— Extract provided —
⟨

Building Tomcat
Table of Contents
Introduction
Building Apache Tomcat from source is very easy, and is the first step to contributing to Tomcat. The complete and comprehensive instructions are provided in the file BUILDING.txt. The following is a quick step by step guide.
Download a Java Development Kit (JDK) version 7
Building Apache Tomcat requires a JDK (version 7) to be installed. You can download one from
http://www.oracle.com/technetwork/java/javase/downloads/index.html
http://openjdk.java.net/install/index.html
or another JDK vendor.
IMPORTANT: Set an environment variable JAVA_HOME to the pathname of the directory into which you installed the JDK release.
Install Apache Ant 1.9.8 or later
Download a binary distribution of Ant 1.9.8 or later from here.
Unpack the binary distribution into a convenient location so that the
Ant release resides in its own directory (conventionally named
apache-ant-1.9.x
). For the remainder of this guide,
the symbolic name ${ant.home}
is used to refer to the full pathname of
the Ant installation directory.
IMPORTANT: Create an ANT_HOME environment variable to point the directory ${ant.home}
,
and modify the PATH environment variable to include directory
${ant.home}/bin
in its list. This makes the ant
command line script
available, which will be used to actually perform the build.
Checkout or obtain the Tomcat source code
Tomcat SVN repository URL: https://svn.apache.org/repos/asf/tomcat/tc8.0.x/trunk/
Tomcat source packages: https://tomcat.apache.org/download-80.cgi.
Checkout the source using SVN, selecting a tag for released version or
trunk for the current development code, or download and unpack a
source package. For the remainder of this guide, the symbolic name
${tomcat.source}
is used to refer to the
location where the source has been placed.

⟩

Which version of Apache Ant does the Tomcat build guide call for?

— Data section —
⟨

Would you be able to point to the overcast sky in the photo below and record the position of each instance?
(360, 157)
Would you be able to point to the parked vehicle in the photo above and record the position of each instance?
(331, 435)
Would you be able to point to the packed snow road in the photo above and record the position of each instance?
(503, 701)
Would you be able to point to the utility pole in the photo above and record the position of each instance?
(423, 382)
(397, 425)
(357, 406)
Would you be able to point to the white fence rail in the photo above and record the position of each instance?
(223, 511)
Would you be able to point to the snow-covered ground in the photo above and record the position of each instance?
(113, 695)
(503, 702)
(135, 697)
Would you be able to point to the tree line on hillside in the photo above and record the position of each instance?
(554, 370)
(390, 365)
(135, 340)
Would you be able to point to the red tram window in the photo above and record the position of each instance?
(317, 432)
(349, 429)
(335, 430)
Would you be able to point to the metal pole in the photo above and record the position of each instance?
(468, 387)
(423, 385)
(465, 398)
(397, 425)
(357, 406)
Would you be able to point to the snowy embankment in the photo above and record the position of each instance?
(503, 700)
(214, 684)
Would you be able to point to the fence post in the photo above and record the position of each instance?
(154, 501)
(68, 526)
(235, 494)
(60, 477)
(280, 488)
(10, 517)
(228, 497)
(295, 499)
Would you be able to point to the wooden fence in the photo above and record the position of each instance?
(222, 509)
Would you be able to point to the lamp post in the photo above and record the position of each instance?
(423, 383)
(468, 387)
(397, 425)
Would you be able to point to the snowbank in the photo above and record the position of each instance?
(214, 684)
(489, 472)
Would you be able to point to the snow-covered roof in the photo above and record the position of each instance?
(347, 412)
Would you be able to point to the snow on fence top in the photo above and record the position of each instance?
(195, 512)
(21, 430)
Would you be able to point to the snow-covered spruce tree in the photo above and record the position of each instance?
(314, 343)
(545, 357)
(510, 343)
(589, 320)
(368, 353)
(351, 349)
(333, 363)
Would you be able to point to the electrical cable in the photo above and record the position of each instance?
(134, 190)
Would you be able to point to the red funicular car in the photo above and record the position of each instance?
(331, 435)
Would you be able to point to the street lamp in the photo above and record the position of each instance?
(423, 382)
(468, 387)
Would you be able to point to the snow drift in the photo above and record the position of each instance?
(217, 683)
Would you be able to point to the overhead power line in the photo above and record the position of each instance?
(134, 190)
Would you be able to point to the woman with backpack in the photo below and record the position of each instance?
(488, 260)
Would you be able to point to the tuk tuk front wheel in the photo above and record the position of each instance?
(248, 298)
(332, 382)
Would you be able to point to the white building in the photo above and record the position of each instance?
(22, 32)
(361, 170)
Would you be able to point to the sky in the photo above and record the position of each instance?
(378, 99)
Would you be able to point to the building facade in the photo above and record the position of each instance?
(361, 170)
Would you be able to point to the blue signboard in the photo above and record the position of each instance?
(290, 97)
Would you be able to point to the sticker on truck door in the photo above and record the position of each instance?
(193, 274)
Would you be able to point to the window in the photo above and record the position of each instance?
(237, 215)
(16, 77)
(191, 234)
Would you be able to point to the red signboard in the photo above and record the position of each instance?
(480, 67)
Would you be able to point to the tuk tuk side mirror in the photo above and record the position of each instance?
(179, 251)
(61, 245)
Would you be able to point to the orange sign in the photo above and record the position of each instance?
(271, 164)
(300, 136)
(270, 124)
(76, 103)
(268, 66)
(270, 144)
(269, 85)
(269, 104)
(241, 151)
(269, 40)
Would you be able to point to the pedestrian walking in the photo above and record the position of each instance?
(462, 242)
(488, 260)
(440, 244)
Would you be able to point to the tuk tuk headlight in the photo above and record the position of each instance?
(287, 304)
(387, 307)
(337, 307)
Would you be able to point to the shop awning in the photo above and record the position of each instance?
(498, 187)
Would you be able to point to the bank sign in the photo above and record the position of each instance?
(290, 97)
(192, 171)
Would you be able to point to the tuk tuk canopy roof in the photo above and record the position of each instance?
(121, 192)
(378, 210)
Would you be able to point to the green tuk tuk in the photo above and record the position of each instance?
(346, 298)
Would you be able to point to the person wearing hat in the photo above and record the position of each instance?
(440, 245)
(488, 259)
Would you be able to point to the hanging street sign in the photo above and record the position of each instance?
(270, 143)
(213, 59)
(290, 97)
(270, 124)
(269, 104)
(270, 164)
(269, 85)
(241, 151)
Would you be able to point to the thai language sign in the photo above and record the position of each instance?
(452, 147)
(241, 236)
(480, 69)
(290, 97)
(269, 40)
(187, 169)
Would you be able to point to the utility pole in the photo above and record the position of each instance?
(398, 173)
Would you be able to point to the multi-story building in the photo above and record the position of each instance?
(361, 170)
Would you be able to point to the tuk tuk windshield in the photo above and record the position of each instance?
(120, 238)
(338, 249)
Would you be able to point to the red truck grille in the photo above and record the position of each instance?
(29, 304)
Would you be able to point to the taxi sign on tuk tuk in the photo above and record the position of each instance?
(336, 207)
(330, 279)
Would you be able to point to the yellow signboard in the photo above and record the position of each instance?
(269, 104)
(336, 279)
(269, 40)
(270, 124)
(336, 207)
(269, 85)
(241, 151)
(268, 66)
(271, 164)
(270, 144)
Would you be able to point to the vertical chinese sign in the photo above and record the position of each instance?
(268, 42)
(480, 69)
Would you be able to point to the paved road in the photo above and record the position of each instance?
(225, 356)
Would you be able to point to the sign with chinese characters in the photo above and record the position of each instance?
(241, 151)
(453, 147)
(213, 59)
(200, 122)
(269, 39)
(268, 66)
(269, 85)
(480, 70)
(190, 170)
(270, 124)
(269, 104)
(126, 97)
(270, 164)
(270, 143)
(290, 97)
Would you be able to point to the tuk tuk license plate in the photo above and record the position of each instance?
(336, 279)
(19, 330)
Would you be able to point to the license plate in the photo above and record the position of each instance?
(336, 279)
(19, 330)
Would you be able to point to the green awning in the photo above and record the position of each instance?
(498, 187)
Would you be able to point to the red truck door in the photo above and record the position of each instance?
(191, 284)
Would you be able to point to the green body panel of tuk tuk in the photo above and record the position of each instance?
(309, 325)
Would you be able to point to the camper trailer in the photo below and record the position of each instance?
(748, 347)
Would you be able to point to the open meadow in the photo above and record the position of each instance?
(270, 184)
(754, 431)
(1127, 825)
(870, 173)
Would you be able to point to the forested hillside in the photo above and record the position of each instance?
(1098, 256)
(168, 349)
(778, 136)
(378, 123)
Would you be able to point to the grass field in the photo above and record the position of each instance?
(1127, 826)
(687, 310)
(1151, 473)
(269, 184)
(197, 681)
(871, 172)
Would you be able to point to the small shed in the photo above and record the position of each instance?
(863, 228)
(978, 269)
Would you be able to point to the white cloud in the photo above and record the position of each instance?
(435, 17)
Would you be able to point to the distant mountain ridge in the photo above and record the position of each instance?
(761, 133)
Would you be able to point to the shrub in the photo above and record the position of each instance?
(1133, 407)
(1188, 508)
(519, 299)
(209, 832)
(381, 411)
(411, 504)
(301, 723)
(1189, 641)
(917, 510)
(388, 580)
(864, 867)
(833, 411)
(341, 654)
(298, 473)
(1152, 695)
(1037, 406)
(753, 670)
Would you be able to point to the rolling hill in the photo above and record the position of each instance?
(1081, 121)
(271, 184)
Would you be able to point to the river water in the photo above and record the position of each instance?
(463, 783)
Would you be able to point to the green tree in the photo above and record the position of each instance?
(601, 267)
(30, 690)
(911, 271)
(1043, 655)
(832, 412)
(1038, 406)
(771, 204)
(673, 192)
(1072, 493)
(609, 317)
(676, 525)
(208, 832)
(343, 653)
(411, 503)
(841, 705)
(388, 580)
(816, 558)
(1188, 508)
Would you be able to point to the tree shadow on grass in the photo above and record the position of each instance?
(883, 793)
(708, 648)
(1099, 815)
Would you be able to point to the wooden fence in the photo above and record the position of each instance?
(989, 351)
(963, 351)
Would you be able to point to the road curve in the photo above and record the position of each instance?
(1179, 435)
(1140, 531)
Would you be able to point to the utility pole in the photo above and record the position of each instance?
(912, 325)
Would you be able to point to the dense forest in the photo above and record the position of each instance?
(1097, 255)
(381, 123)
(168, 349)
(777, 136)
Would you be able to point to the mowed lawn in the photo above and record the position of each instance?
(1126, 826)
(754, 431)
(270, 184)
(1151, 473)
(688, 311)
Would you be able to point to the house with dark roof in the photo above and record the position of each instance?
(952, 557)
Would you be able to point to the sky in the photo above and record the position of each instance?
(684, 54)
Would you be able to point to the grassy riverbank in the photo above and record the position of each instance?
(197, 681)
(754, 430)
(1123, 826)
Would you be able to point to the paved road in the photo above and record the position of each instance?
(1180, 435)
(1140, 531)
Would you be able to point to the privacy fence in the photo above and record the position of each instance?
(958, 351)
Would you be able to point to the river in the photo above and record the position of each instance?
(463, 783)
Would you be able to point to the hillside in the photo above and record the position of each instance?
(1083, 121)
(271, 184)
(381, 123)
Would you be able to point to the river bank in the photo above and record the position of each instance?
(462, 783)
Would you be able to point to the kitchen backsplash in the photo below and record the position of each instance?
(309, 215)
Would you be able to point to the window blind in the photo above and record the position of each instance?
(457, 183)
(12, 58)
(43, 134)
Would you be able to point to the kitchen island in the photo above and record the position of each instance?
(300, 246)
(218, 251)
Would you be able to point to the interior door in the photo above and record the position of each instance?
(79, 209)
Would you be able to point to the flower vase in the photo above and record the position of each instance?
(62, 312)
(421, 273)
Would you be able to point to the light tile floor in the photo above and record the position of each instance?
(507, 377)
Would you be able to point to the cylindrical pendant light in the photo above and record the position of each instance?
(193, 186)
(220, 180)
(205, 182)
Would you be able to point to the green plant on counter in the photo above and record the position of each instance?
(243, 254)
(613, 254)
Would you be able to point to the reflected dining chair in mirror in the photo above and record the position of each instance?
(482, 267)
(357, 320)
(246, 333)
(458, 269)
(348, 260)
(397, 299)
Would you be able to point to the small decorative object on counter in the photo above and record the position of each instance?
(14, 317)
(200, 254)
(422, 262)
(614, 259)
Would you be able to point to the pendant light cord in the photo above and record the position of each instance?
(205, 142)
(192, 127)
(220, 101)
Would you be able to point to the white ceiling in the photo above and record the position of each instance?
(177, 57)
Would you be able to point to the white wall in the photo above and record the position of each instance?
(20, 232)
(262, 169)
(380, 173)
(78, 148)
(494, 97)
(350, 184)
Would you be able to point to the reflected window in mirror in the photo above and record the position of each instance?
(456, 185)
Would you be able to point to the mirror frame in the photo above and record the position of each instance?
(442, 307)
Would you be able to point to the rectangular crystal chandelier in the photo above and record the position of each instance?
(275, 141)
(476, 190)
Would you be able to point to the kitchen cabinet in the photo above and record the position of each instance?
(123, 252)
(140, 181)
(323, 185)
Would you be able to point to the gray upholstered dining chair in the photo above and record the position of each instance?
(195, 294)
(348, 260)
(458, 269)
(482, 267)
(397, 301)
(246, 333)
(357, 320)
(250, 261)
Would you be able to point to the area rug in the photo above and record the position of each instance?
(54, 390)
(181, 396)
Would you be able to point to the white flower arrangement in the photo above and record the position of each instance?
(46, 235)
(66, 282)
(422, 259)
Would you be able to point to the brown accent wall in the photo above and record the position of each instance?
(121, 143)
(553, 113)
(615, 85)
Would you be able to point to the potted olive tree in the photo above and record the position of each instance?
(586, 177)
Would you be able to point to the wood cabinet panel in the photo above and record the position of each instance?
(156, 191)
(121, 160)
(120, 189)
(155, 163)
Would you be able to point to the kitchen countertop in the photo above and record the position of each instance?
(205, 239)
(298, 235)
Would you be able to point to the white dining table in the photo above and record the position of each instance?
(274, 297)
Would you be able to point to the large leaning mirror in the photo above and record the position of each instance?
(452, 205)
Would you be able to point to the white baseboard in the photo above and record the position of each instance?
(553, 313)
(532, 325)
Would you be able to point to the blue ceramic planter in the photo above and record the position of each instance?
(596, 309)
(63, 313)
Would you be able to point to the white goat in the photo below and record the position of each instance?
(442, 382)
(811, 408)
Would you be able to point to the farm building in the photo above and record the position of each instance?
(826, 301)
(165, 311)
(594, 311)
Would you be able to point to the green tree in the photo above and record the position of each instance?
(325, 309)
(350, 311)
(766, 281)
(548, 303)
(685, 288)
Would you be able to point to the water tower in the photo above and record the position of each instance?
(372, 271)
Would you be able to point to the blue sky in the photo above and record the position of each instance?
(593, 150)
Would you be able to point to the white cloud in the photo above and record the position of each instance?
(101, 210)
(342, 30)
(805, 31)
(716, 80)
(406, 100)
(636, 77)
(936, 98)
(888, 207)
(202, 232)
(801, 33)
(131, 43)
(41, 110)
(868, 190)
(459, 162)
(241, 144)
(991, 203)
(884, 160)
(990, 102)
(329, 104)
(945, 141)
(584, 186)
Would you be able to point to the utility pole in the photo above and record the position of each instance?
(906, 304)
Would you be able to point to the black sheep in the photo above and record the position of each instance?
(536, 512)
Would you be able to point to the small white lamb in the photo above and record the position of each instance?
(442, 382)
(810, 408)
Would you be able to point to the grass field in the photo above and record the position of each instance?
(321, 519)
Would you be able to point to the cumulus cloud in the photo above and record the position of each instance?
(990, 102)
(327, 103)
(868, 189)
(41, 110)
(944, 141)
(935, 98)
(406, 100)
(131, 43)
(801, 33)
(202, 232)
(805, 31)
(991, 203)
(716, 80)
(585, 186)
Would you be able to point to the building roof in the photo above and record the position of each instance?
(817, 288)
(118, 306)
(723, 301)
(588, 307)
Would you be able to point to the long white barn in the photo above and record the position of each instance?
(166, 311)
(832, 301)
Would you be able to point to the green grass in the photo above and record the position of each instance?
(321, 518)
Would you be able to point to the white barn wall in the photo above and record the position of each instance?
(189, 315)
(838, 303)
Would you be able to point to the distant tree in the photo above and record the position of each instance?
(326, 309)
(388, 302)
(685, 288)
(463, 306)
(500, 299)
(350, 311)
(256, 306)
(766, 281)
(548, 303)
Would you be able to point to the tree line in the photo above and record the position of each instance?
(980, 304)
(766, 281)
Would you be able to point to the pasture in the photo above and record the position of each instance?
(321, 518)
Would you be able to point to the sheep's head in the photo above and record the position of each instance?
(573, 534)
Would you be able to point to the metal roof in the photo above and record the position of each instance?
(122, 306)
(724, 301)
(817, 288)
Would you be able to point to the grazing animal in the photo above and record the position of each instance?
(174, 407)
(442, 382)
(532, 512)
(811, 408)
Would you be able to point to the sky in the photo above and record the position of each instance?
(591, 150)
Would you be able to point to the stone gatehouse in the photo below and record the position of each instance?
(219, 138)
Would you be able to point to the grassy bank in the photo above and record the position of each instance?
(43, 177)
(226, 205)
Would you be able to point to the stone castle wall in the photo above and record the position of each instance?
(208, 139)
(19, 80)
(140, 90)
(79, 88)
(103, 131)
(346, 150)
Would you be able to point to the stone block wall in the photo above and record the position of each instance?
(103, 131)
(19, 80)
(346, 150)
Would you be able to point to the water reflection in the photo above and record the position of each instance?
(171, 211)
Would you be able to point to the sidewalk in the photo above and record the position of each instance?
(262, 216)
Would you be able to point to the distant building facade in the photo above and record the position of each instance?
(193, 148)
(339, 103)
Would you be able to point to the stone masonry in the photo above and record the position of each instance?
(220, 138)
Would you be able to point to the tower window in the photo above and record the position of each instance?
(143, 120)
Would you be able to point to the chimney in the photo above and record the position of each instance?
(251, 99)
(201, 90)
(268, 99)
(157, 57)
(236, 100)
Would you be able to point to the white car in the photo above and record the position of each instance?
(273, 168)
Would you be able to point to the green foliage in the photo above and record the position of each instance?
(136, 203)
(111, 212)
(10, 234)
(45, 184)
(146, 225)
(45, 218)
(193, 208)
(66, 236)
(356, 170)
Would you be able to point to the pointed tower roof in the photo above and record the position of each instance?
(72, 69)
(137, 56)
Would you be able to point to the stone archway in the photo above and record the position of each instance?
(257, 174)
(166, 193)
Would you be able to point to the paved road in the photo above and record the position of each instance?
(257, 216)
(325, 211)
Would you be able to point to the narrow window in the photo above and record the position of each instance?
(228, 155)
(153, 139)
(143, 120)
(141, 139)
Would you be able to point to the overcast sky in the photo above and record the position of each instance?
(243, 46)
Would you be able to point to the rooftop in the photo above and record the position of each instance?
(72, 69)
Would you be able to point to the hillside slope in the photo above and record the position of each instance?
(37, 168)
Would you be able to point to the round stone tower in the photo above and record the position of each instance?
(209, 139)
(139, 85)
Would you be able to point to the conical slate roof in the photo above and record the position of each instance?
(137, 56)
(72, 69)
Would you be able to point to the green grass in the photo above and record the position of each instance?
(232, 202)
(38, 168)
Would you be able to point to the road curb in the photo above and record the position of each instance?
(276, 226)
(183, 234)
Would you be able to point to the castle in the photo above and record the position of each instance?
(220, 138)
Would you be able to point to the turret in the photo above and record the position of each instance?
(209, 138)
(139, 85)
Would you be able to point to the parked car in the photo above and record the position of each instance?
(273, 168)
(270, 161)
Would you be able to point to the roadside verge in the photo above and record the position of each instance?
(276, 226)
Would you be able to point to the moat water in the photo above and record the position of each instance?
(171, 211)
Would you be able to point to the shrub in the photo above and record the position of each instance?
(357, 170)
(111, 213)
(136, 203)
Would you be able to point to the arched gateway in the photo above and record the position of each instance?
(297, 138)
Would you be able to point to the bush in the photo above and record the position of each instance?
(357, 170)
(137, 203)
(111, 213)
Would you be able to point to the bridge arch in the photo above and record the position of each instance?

⟩

— Result —
Apache Ant 1.9.8 or later.